QUOTED PASSAGE:
......

Social isolation is becoming more prevalent in our lives and the lives of our loved ones. And during the holidays, feelings of loneliness, isolation, and depression can be magnified.
A recent study by McPherson et al showed that Americans have one-third fewer friends than they did twenty years ago. The end result is that over the past two decades our social isolation has significantly increased and affects our overall wellbeing and those that we care about. Why is this happening?
In my opinion, part of this phenomenon is linked to our technology obsession--such as computers, Blackberrys, and video games. None of us leave these electronic devices for more than a few hours during the day, so then who has the time or energy to talk face to face with others? Maybe this is why these blog sites are so popular because you can reach so many people and express your opinion without worrying about anyone's response. If you have these same discussions face to face with people that are in your family, your friends, your neighborhood, your workplace, your place of worship, where will it lead? Human interaction and intimacy is more limited and so much safer in the technology-world. Believe me, I know how wonderful technology is in our lives and that it does help us to communicate anywhere we want as frequently as we want but it's the quality of that communication that concerns me. I'm equally guilty of this obsession and I have to consciously tell myself to disconnect to be available to others in my life. And it's not easy.

......

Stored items
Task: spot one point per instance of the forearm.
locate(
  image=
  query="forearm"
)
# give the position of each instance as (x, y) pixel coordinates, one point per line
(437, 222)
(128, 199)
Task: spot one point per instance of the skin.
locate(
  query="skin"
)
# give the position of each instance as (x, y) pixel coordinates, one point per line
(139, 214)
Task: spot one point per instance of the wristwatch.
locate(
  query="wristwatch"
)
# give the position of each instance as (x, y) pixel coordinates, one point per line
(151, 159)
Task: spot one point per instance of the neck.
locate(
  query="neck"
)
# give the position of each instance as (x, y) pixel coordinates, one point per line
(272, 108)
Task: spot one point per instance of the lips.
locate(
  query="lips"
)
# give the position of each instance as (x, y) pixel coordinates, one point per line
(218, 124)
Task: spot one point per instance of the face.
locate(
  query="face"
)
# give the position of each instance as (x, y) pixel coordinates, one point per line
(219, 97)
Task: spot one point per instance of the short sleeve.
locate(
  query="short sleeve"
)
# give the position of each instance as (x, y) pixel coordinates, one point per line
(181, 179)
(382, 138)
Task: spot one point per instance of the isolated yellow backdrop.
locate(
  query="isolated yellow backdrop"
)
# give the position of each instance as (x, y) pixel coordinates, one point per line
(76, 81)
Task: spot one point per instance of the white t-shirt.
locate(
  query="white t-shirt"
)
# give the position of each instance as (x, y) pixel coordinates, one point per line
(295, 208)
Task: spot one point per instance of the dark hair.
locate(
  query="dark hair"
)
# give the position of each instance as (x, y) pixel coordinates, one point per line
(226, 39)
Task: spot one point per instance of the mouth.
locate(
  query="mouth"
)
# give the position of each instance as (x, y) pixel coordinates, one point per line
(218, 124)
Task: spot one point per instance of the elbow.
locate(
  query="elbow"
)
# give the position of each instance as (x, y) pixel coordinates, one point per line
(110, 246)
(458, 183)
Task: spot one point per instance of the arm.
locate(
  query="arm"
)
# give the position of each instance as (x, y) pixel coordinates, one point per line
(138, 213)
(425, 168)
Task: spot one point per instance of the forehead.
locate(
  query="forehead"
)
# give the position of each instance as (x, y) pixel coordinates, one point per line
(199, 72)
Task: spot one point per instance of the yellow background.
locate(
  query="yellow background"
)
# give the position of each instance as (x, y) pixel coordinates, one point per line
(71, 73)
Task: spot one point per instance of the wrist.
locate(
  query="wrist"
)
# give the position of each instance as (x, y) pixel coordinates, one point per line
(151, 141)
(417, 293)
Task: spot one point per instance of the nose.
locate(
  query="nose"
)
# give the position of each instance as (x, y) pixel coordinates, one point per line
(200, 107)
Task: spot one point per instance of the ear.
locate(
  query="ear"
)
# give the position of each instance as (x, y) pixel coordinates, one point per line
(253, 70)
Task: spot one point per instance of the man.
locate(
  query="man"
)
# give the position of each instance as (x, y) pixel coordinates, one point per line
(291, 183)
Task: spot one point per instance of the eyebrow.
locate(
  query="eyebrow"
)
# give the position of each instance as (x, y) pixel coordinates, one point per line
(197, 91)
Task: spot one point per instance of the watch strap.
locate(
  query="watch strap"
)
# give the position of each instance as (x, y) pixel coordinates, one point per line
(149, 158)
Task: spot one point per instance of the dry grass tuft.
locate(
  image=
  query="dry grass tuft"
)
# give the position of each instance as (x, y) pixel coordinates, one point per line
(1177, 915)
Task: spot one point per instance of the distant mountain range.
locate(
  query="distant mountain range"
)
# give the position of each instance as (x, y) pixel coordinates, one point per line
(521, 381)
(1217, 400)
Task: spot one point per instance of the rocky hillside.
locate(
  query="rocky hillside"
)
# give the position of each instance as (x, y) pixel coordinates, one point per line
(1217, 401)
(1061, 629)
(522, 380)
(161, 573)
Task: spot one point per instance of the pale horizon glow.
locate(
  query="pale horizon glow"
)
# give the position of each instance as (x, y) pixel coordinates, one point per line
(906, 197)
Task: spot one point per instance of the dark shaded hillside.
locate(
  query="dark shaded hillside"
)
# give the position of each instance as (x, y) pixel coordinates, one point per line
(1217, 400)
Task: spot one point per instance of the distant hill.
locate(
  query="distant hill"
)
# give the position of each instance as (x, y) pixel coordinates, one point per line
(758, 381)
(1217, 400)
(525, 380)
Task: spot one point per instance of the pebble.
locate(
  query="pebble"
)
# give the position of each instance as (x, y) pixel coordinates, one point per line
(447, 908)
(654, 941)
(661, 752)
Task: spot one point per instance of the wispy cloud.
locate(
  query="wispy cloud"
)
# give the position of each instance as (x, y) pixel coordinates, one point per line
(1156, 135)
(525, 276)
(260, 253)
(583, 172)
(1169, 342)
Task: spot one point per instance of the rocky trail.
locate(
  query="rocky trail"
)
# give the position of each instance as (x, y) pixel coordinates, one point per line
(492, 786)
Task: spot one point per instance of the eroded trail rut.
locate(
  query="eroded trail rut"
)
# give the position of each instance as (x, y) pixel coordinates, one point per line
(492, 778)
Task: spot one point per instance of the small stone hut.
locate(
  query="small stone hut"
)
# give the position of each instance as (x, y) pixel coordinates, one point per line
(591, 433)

......

JOBS:
**A.** How would you put this sentence from the passage on social isolation into Spanish: "Human interaction and intimacy is more limited and so much safer in the technology-world."
**B.** Can you carry on the passage about social isolation and technology, picking up right after its final sentence?

ANSWER LIST:
**A.** La interacción humana y la intimidad son más limitadas y mucho más seguras en el mundo de la tecnología.

**B.**
I personally think that social isolation has increased over the past decade as well. I do not really know my neighbors or their names. Ten years ago, there were neighborhood progressive dinners, block parties, neighborhood clubs and invitations to each other's house for an occasional drink or two. We did know more of our neighbors then. Now there's little interaction except in a crisis. For instance a few weeks ago, someone broke into cars in a few of our neighbors' driveways, so many of our neighbors talked to one another. And recently, my husband was summoned outside to help the neighbors get a deer that had skewered itself on a very pointy fence (now that's one for the books). But other than in these types of limited situations, we really don't see one another.
I'm 48 and I think back 20 years ago and life was so different. Now maybe part of my experience then was linked to the fact that I had a young son. But I spent time at my neighbors' houses and they came over too. We'd watch movies, talk, they'd cook dishes for me and I'd do the same for them. Sometimes, one neighbor would watch my son, so I could go to the grocery store or run errands without lugging a baby around. Another neighbor even painted a portrait of my son as a gift to our family. Those times have sadly come and gone.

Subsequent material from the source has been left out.